#### GIVEN RECORDS

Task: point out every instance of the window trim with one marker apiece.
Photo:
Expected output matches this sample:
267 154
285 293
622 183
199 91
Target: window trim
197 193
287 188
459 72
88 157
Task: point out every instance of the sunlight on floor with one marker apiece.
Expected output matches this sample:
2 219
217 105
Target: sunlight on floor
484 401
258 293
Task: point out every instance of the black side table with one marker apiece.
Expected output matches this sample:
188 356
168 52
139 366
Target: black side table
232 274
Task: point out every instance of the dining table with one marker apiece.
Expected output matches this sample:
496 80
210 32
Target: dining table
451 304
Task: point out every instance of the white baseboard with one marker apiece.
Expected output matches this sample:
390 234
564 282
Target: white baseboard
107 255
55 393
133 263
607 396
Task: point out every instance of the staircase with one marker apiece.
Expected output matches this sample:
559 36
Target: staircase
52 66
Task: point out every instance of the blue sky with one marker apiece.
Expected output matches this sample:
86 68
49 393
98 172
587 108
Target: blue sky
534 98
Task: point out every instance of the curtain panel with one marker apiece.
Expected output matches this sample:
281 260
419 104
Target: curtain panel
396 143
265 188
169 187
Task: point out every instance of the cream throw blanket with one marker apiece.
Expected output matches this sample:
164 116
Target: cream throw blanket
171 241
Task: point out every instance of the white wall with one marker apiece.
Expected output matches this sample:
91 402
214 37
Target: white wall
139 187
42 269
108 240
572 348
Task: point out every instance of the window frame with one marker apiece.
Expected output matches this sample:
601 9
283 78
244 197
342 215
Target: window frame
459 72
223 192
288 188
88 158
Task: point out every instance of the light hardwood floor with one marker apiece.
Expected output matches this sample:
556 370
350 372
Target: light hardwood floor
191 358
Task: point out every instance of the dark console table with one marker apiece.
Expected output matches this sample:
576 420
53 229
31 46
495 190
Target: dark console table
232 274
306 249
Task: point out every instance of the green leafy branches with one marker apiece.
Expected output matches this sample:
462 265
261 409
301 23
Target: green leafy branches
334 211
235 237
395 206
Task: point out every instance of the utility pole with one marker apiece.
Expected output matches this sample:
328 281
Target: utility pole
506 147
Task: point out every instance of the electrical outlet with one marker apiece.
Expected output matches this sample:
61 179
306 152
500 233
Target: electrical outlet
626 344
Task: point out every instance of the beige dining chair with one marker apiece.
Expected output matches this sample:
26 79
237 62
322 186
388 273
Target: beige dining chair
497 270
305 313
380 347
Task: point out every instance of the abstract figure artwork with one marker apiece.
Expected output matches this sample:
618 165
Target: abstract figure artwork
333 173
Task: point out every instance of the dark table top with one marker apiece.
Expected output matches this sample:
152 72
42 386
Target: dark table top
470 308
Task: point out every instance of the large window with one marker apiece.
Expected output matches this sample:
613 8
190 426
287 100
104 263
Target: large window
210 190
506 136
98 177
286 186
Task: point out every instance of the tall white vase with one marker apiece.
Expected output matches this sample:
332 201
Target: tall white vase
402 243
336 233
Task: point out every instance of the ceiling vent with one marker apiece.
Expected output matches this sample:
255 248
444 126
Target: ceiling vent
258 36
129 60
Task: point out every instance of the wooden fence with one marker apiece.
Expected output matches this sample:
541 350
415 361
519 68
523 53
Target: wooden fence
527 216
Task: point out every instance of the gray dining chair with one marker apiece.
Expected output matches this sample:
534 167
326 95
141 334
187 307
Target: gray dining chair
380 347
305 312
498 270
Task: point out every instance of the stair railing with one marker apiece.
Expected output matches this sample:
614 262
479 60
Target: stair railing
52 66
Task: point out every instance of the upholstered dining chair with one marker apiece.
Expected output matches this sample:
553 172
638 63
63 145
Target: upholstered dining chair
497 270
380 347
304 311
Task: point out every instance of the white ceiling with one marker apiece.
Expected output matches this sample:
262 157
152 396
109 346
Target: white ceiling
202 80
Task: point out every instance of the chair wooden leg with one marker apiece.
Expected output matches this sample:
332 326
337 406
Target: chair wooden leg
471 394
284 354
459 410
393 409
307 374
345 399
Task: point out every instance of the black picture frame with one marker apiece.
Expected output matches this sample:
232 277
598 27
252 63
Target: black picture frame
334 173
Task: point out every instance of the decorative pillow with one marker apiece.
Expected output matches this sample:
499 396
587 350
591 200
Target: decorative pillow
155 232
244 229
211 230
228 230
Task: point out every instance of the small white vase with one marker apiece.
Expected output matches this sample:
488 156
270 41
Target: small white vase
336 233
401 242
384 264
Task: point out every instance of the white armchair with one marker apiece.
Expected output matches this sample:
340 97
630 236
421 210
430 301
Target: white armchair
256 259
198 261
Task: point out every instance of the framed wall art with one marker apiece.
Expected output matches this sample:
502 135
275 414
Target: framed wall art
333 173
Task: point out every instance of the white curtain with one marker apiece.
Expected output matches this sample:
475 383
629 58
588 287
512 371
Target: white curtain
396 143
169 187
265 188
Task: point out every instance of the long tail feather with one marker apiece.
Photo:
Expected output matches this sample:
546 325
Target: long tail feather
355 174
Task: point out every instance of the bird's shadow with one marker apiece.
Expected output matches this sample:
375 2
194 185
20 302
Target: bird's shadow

#### YOUR OBJECTIVE
Render every line of the records above as a numbered list, leaving out any blank lines.

#### RESPONSE
1. Task: point out every instance of the window trim with one marker apiece.
2. Photo:
3. Expected output matches this sample:
4. 267 154
5. 285 293
6. 622 183
7. 199 91
8. Target: window trim
9. 197 193
10. 287 188
11. 459 72
12. 88 157
13. Task: point out every instance of the sunlight on floor with one marker apiece.
14. Expected output matches this sample:
15. 2 219
16. 217 105
17. Target: sunlight on floor
18. 484 401
19. 258 293
20. Task: point out every instance of the black side table with one marker apiece.
21. Expected output matches this sample:
22. 188 356
23. 168 52
24. 139 366
25. Target: black side table
26. 232 274
27. Task: point out every instance of the dining table with one marker apiece.
28. Expected output matches this sample:
29. 496 80
30. 210 32
31. Target: dining table
32. 451 304
33. Task: point out every instance of the white baseboard with one marker apiece.
34. Expected output matches this sample:
35. 390 234
36. 564 282
37. Target: white baseboard
38. 107 255
39. 55 393
40. 133 263
41. 607 396
42. Task: point out every instance of the staircase with one marker apiece.
43. Expected output matches this sample:
44. 559 36
45. Target: staircase
46. 52 66
47. Task: point out every instance of the blue sky with one marker apiece.
48. Expected output matches this sample:
49. 86 68
50. 49 393
51. 98 172
52. 587 108
53. Target: blue sky
54. 534 98
55. Task: point out every instance of the curtain panel with one marker apiece.
56. Expected output matches this sample:
57. 281 260
58. 419 104
59. Target: curtain panel
60. 396 143
61. 265 188
62. 169 187
63. Task: point out every instance of the cream throw blanket with one marker apiece.
64. Expected output matches this sample:
65. 164 116
66. Target: cream throw blanket
67. 171 241
68. Task: point out every instance of the white wall with one marker apiece.
69. Expected output matches this sample:
70. 91 402
71. 214 37
72. Target: white wall
73. 139 187
74. 42 269
75. 108 240
76. 572 348
77. Task: point out every instance of the window frame with one marker apiece.
78. Expected output matches this sample:
79. 601 9
80. 283 78
81. 244 197
82. 342 215
83. Target: window frame
84. 459 72
85. 223 192
86. 288 188
87. 88 158
88. Task: point out every instance of the light hardwood floor with one marker apiece.
89. Expected output matches this sample:
90. 556 370
91. 350 372
92. Target: light hardwood floor
93. 191 358
94. Task: point out every instance of the dark console table with one marker apiece.
95. Expected output matches this sample:
96. 576 420
97. 53 229
98. 31 46
99. 495 190
100. Target: dark console table
101. 232 274
102. 306 249
103. Task: point out every instance of the green leafy branches with one marker apiece.
104. Expected output matches this sample:
105. 462 265
106. 261 409
107. 301 23
108. Target: green leafy branches
109. 334 211
110. 235 237
111. 395 206
112. Task: point out every instance of the utility pole with one marker apiece.
113. Expected output matches this sample:
114. 328 281
115. Target: utility pole
116. 506 147
117. Task: point out every instance of the electrical outlet with one marker apiece.
118. Expected output matches this sample:
119. 61 179
120. 306 152
121. 500 233
122. Target: electrical outlet
123. 626 344
124. Task: point out every instance of the beige dining chair with one marker apiece.
125. Expected output matches this sample:
126. 26 79
127. 237 62
128. 322 186
129. 388 273
130. Target: beige dining chair
131. 497 270
132. 305 313
133. 380 347
134. Task: point out every instance of the abstract figure artwork with one marker apiece.
135. Expected output matches this sample:
136. 618 165
137. Target: abstract figure artwork
138. 333 173
139. Task: point out every instance of the dark table top with one marker apiece.
140. Expected output matches this sample:
141. 152 72
142. 42 386
143. Target: dark table top
144. 470 308
145. Task: point out every instance of the large window with one marker apiece.
146. Expected output matches this sample:
147. 613 8
148. 190 426
149. 287 100
150. 104 263
151. Target: large window
152. 210 190
153. 506 136
154. 98 177
155. 286 186
156. Task: point out every instance of the tall white vase with one marker apiece.
157. Expected output matches this sample:
158. 332 201
159. Target: tall white vase
160. 402 243
161. 336 233
162. Task: point out every instance of the ceiling vent with one marker apiece.
163. Expected output matches this sample:
164. 255 248
165. 444 126
166. Target: ceiling vent
167. 258 36
168. 129 60
169. Task: point out every instance of the wooden fence with one marker apiece.
170. Expected output matches this sample:
171. 541 350
172. 415 361
173. 519 68
174. 523 53
175. Target: wooden fence
176. 527 216
177. Task: point out every instance of the gray dining chair with one marker apiece.
178. Expected output matches this sample:
179. 534 167
180. 326 95
181. 141 334
182. 187 307
183. Target: gray dining chair
184. 380 347
185. 305 312
186. 498 270
187. Task: point out every instance of the stair railing with one marker apiece.
188. Expected output matches this sample:
189. 614 262
190. 479 60
191. Target: stair railing
192. 52 66
193. Task: point out every instance of the upholstered dining chair with one marker apiece.
194. Expected output matches this sample:
195. 553 172
196. 638 63
197. 63 145
198. Target: upholstered dining chair
199. 497 270
200. 380 347
201. 304 311
202. Task: point out every instance of the white ceiling with one marker apiece.
203. Expected output matches this sample:
204. 262 157
205. 152 396
206. 109 346
207. Target: white ceiling
208. 202 80
209. Task: point out every instance of the chair wooden leg with one marker apiece.
210. Expected output matches this sample:
211. 332 326
212. 337 406
213. Target: chair wooden leg
214. 471 394
215. 284 354
216. 459 410
217. 393 409
218. 307 374
219. 345 399
220. Task: point out every instance of the black picture frame with one marker apiece.
221. Expected output matches this sample:
222. 232 277
223. 598 27
224. 252 63
225. Target: black picture frame
226. 334 173
227. Task: point out every instance of the decorative pillow with one marker apiece.
228. Expected output matches this sample:
229. 499 396
230. 587 350
231. 591 200
232. Target: decorative pillow
233. 155 232
234. 244 229
235. 211 230
236. 228 230
237. Task: point out every instance of the small white vase with one marker apiece.
238. Expected output matches this sample:
239. 488 156
240. 270 41
241. Target: small white vase
242. 336 233
243. 401 242
244. 384 264
245. Task: point out every instance of the white armchair with one marker apiece.
246. Expected output matches this sample:
247. 340 97
248. 630 236
249. 421 210
250. 430 301
251. Target: white armchair
252. 256 259
253. 198 261
254. Task: point out every instance of the framed wall art with one marker apiece.
255. Expected output matches this sample:
256. 502 135
257. 275 414
258. Target: framed wall art
259. 333 173
260. Task: point out every instance of the white curtain with one marker apiece.
261. Expected output matches this sample:
262. 475 383
263. 629 58
264. 588 287
265. 512 371
266. Target: white curtain
267. 396 143
268. 169 187
269. 265 188
270. Task: point out every instance of the long tail feather with one marker apiece.
271. Photo:
272. Expected output matches this sample:
273. 546 325
274. Target: long tail feather
275. 355 174
276. Task: point out every instance of the bird's shadow with one marker apiece.
277. Expected output matches this sample:
278. 375 2
279. 194 185
280. 20 302
281. Target: bird's shadow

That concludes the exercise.